_Material for the task:_

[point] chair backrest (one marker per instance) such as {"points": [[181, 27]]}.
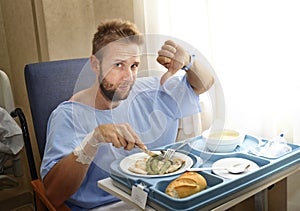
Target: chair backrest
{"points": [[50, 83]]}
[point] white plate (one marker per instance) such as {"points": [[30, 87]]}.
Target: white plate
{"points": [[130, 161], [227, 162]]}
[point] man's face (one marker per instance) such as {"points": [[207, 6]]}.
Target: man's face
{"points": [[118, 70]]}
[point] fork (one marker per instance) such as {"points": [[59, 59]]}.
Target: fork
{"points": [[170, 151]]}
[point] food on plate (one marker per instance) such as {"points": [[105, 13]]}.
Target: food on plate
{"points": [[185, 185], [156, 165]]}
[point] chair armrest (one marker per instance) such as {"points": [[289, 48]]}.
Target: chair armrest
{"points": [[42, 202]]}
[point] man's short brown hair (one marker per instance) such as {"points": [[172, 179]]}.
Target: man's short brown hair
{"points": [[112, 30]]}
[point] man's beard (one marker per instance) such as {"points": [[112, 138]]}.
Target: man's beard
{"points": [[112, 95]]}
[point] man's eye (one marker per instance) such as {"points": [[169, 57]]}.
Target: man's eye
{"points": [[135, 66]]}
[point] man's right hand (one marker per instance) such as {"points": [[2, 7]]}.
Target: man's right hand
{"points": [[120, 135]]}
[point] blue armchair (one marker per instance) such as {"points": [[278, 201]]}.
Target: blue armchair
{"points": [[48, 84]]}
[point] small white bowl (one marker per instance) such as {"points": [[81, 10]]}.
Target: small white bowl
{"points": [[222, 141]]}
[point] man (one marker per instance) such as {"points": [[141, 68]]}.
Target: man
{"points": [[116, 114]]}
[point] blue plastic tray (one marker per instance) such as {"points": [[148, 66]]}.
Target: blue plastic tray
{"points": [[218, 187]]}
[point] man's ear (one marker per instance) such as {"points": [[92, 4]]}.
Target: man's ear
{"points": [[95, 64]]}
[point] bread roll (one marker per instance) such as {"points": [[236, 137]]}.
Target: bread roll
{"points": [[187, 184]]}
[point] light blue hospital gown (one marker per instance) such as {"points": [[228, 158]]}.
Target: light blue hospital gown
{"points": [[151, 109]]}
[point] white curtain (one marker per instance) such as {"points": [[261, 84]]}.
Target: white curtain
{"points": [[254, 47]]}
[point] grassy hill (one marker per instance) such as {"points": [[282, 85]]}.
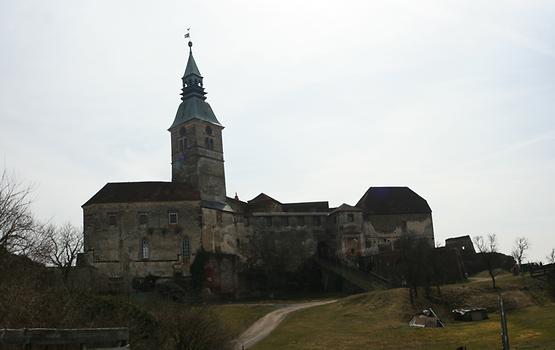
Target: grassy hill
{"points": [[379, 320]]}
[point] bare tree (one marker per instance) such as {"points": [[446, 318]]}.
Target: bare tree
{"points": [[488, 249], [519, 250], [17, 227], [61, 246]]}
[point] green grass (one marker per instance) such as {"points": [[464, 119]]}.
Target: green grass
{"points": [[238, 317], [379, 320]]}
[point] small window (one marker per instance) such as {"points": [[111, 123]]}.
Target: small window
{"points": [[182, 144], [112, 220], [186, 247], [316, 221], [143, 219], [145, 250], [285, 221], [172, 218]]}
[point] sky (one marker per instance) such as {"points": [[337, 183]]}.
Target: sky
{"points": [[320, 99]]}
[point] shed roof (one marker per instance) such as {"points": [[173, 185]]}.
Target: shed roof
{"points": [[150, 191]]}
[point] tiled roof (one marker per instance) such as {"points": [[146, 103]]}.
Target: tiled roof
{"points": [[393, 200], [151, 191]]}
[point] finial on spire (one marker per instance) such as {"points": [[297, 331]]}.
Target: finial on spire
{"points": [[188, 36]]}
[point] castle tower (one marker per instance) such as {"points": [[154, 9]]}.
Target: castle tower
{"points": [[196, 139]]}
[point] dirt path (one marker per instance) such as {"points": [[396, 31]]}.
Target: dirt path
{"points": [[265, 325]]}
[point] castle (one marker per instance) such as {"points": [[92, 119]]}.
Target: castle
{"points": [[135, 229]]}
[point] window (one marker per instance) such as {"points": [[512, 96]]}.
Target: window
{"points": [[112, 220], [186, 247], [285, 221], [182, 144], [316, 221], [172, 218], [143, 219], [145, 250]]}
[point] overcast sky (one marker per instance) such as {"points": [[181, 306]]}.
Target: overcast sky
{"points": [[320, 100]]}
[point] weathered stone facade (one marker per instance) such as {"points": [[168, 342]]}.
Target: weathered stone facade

_Problem:_ Restate each line above exactly, keeping pictures out.

_Response:_
[point] chair backrest (one marker per instance) such as {"points": [[181, 27]]}.
Target: chair backrest
{"points": [[50, 83]]}
[point] white plate (one marker per instance) such as {"points": [[30, 87]]}.
Target: white plate
{"points": [[130, 161], [227, 162]]}
[point] man's face (one marker per instance) such as {"points": [[207, 6]]}.
Target: man's face
{"points": [[118, 70]]}
[point] fork (one marker per instance) such as {"points": [[59, 59]]}.
Target: fork
{"points": [[170, 151]]}
[point] food on plate (one marker per instance) such as {"points": [[105, 13]]}.
Target: food on plate
{"points": [[185, 185], [156, 165]]}
[point] chair armrest (one marker per instance) such as {"points": [[289, 48]]}.
Target: chair armrest
{"points": [[42, 202]]}
[point] man's short brown hair (one marker per instance) such as {"points": [[172, 179]]}.
Target: man's short brown hair
{"points": [[112, 30]]}
[point] man's beard (one marker per instance) such as {"points": [[112, 138]]}.
Target: man's beard
{"points": [[112, 95]]}
[point] man's eye (one marker per instance) such as {"points": [[169, 57]]}.
Target: man's eye
{"points": [[135, 66]]}
[point] man's right hand (one marker per instance) such as {"points": [[2, 7]]}.
Target: man's right hand
{"points": [[120, 135]]}
[point] blue armchair (one marker per instance) such as {"points": [[278, 201]]}.
Target: blue armchair
{"points": [[48, 84]]}
[point] small white bowl (one marker per instance) such as {"points": [[81, 10]]}.
Target: small white bowl
{"points": [[222, 141]]}
[point] man (one marker per instance) such as {"points": [[141, 68]]}.
Target: man
{"points": [[116, 114]]}
[point] blue plastic tray (one marker per instance) such as {"points": [[148, 66]]}.
Target: blue plastic tray
{"points": [[218, 187]]}
[point] man's ear (one marker per instance) such as {"points": [[92, 4]]}.
Target: man's ear
{"points": [[95, 64]]}
[point] bread roll (one marker per instance) such as {"points": [[236, 137]]}.
Target: bread roll
{"points": [[187, 184]]}
[point] light blue hospital gown (one marker per instance) such as {"points": [[228, 158]]}.
Target: light blue hospital gown
{"points": [[151, 109]]}
[point] white curtain (one marker per instance) such as {"points": [[261, 84]]}.
Target: white curtain
{"points": [[254, 47]]}
[point] grassy hill (one marker per instance) such as {"points": [[282, 85]]}.
Target: grassy hill
{"points": [[379, 320]]}
[point] bare tree (one marker per instance) such as {"points": [[446, 318]]}.
Target: bare tree
{"points": [[488, 249], [519, 250], [17, 227], [61, 246]]}
[point] green grass (one marker per instance) such as {"points": [[464, 119]]}.
Target: green grass
{"points": [[238, 317], [379, 320]]}
[point] small window (one marker per instance) such as {"points": [[111, 123]]}.
Target: small window
{"points": [[182, 144], [112, 220], [186, 247], [316, 221], [143, 219], [145, 250], [285, 221], [172, 218]]}
[point] sky (one marker per instance) such as {"points": [[337, 183]]}.
Target: sky
{"points": [[320, 99]]}
[point] shed roof (one marker per instance) such as {"points": [[173, 185]]}.
Target: shed roof
{"points": [[150, 191]]}
[point] tiled roof (one marker per instance) such as {"points": [[146, 103]]}.
Target: tiled roof
{"points": [[393, 200], [151, 191]]}
[point] finial on spire (one marker per instance) such as {"points": [[297, 331]]}.
Target: finial on spire
{"points": [[188, 36]]}
[point] castle tower (one marker per instance) such as {"points": [[154, 9]]}.
Target: castle tower
{"points": [[196, 139]]}
[point] dirt path (one marker per instance) such as {"points": [[396, 31]]}.
Target: dirt path
{"points": [[265, 325]]}
[point] castle (one marker per instance) such as {"points": [[92, 119]]}.
Target: castle
{"points": [[135, 229]]}
[point] window (one marker per instance) such as {"points": [[512, 96]]}.
Target: window
{"points": [[112, 220], [186, 247], [285, 221], [182, 144], [316, 221], [172, 218], [143, 219], [145, 250]]}
[point] overcast sky (one marker per instance) such as {"points": [[181, 306]]}.
Target: overcast sky
{"points": [[320, 100]]}
[point] weathered stone facade (one marker per instance) such as {"points": [[168, 342]]}.
Target: weathered stone facade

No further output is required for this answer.